** Task **
Whenever a line in the data below includes the string "each", copy it out.

------ Source information

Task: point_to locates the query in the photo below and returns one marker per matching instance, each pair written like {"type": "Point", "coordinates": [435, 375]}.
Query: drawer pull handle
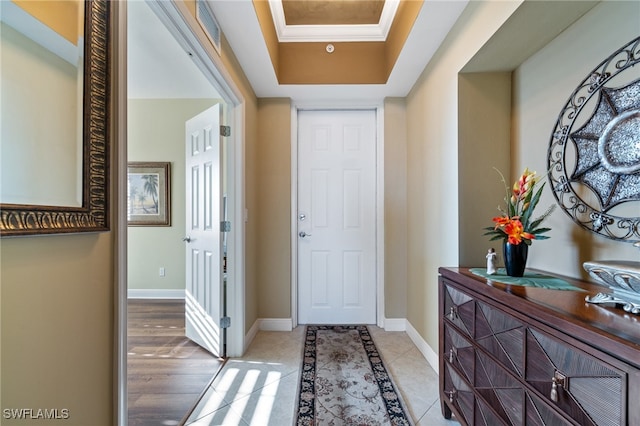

------------
------ Source information

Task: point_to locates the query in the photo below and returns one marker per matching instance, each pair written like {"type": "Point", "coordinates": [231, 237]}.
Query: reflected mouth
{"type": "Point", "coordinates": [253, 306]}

------------
------ Source information

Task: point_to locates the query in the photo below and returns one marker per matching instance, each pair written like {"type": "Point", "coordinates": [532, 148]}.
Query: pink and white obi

------------

** Solved problem **
Task: point_to locates the query in the photo below and returns one marker per matching instance, each pair written like {"type": "Point", "coordinates": [435, 375]}.
Task: point_to locates the query in the photo below and returns one marker per matching instance, each pair written like {"type": "Point", "coordinates": [231, 237]}.
Task: point_to locates the query in the photo below and returns one marker per matching instance, each pair written like {"type": "Point", "coordinates": [532, 148]}.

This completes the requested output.